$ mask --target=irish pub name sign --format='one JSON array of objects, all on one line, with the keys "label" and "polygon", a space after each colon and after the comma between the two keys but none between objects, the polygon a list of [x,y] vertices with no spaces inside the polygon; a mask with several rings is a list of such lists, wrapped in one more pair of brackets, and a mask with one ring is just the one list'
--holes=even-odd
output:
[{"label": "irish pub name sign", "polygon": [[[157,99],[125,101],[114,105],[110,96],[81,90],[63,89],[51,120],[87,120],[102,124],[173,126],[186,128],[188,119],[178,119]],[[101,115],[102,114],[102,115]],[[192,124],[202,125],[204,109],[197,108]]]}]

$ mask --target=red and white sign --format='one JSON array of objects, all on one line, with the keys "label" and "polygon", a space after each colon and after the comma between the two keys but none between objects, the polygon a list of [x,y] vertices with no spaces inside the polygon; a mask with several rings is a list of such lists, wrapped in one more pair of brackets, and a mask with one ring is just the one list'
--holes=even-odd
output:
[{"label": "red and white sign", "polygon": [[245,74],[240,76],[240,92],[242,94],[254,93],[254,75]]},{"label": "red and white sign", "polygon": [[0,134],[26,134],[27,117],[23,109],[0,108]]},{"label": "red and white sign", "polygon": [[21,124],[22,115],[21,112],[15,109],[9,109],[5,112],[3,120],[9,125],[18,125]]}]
****************
TASK STATEMENT:
Repeat the records exactly, leaving out none of them.

SOLUTION TO THIS TASK:
$ mask --target=irish pub name sign --format='one JSON array of objects, all on one line, with the keys "label" and "polygon", a space after each colon and after the comma between the two keys but none between objects, the polygon a list of [x,y] vertices with no spaces inside the polygon; a mask with several rings is a list of such lists, wrapped in one more pair of brackets, and a mask with one ring is just the one list'
--holes=even-odd
output:
[{"label": "irish pub name sign", "polygon": [[[157,99],[125,101],[114,105],[110,96],[81,90],[63,89],[51,120],[87,120],[102,124],[173,126],[186,128],[188,119],[178,119]],[[101,115],[102,114],[102,115]],[[192,124],[202,125],[204,109],[197,108]]]}]

$ mask --target=red and white sign --format='one JSON array of objects, all on one line, with the keys "label" and "polygon", a space after each colon and after the comma between the two keys but none between objects, the polygon a list of [x,y] vertices with no spaces inside the polygon; a mask with several rings is a list of such lists, wrapped in one more pair of brackets, and a mask with one ring is just the one list'
--holes=even-odd
output:
[{"label": "red and white sign", "polygon": [[245,74],[240,76],[240,92],[242,94],[254,93],[254,75]]},{"label": "red and white sign", "polygon": [[0,134],[26,134],[27,117],[23,109],[0,108]]},{"label": "red and white sign", "polygon": [[21,124],[22,115],[21,112],[15,109],[9,109],[5,112],[3,120],[9,125],[18,125]]}]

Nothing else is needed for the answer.